» **Given problem 1**: Please print the rows below unchanged, starting with the line containing "If you could tag the snow-covered path" and going on through the final line of the rows.

— START OF Extract provided —

Let me know what you think, or if you need any help.

your images work really great!

i used them to wrap DaVinci Resolve in Docker containers (see: https://gitlab.com/mash-graz/resolve) and the result works surprisingly well!
it's really impressive, that nvidia-docker is already able to handle quite challenging tasks like this.

i only have to remark one significant issue: your opengl and cudagl are using a GLVND installation, but CentOS, which represents the base of one of your images, doesn't support GLVND utill now! that's a real unpleasant source of all kinds of nasty GLX related troubles. even the most simple tools additionally installed from CentOSs main repository, like a glxinfo command, will not work anymore. at the end, i had to prepare two different images for pure Nvidia use and mixed Cuda+Mesa DRI intel iGPU utilization. but that's nothing to criticize. i just write it down, because others may have to face similar issues.

@flx42
Copy link
Member

flx42 commented Apr 18, 2018

Thanks for the feedback @mash-graz!

— END OF Extract provided —
— START OF Extracted information —

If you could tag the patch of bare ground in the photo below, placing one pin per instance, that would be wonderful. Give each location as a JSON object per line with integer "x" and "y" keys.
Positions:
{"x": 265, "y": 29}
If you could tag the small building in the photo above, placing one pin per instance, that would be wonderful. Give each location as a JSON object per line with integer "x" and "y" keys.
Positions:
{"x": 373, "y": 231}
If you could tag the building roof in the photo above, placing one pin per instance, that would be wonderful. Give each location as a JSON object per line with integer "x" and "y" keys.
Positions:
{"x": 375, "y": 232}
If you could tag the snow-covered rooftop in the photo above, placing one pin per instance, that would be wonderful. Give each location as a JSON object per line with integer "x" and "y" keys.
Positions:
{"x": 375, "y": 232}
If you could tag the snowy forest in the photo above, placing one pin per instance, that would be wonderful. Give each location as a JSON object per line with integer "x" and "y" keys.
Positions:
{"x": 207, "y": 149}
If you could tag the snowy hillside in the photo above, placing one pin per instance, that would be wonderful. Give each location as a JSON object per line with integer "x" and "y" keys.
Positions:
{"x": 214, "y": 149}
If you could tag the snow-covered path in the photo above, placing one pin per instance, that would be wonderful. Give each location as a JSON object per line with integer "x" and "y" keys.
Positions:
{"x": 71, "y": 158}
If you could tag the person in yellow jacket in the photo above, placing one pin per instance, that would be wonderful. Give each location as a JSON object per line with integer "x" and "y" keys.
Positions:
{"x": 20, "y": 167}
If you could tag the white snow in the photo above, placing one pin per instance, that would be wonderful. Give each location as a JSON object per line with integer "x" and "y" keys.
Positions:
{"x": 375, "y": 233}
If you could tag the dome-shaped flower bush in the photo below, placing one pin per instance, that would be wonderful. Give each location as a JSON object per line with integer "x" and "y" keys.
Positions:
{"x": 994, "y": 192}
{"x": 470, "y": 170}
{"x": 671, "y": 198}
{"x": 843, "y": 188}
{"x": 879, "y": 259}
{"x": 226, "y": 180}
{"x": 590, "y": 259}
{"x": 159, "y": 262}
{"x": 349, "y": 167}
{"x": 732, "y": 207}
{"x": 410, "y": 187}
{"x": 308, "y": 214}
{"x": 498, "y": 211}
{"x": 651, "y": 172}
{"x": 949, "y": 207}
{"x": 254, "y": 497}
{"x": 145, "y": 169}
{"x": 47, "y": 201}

— END OF Extracted information —

» **Given problem 2**: Output the forum thread above word for word, starting with "i used them" and going on through "face similar issues.".

» **Finished answer 1**:
If you could tag the snow-covered path in the photo above, placing one pin per instance, that would be wonderful. Give each location as a JSON object per line with integer "x" and "y" keys.
Positions:
{"x": 71, "y": 158}
If you could tag the person in yellow jacket in the photo above, placing one pin per instance, that would be wonderful. Give each location as a JSON object per line with integer "x" and "y" keys.
Positions:
{"x": 20, "y": 167}
If you could tag the white snow in the photo above, placing one pin per instance, that would be wonderful. Give each location as a JSON object per line with integer "x" and "y" keys.
Positions:
{"x": 375, "y": 233}
If you could tag the dome-shaped flower bush in the photo below, placing one pin per instance, that would be wonderful. Give each location as a JSON object per line with integer "x" and "y" keys.
Positions:
{"x": 994, "y": 192}
{"x": 470, "y": 170}
{"x": 671, "y": 198}
{"x": 843, "y": 188}
{"x": 879, "y": 259}
{"x": 226, "y": 180}
{"x": 590, "y": 259}
{"x": 159, "y": 262}
{"x": 349, "y": 167}
{"x": 732, "y": 207}
{"x": 410, "y": 187}
{"x": 308, "y": 214}
{"x": 498, "y": 211}
{"x": 651, "y": 172}
{"x": 949, "y": 207}
{"x": 254, "y": 497}
{"x": 145, "y": 169}
{"x": 47, "y": 201}

» **Finished answer 2**:
i used them to wrap DaVinci Resolve in Docker containers (see: https://gitlab.com/mash-graz/resolve) and the result works surprisingly well!
it's really impressive, that nvidia-docker is already able to handle quite challenging tasks like this.

i only have to remark one significant issue: your opengl and cudagl are using a GLVND installation, but CentOS, which represents the base of one of your images, doesn't support GLVND utill now! that's a real unpleasant source of all kinds of nasty GLX related troubles. even the most simple tools additionally installed from CentOSs main repository, like a glxinfo command, will not work anymore. at the end, i had to prepare two different images for pure Nvidia use and mixed Cuda+Mesa DRI intel iGPU utilization. but that's nothing to criticize. i just write it down, because others may have to face similar issues.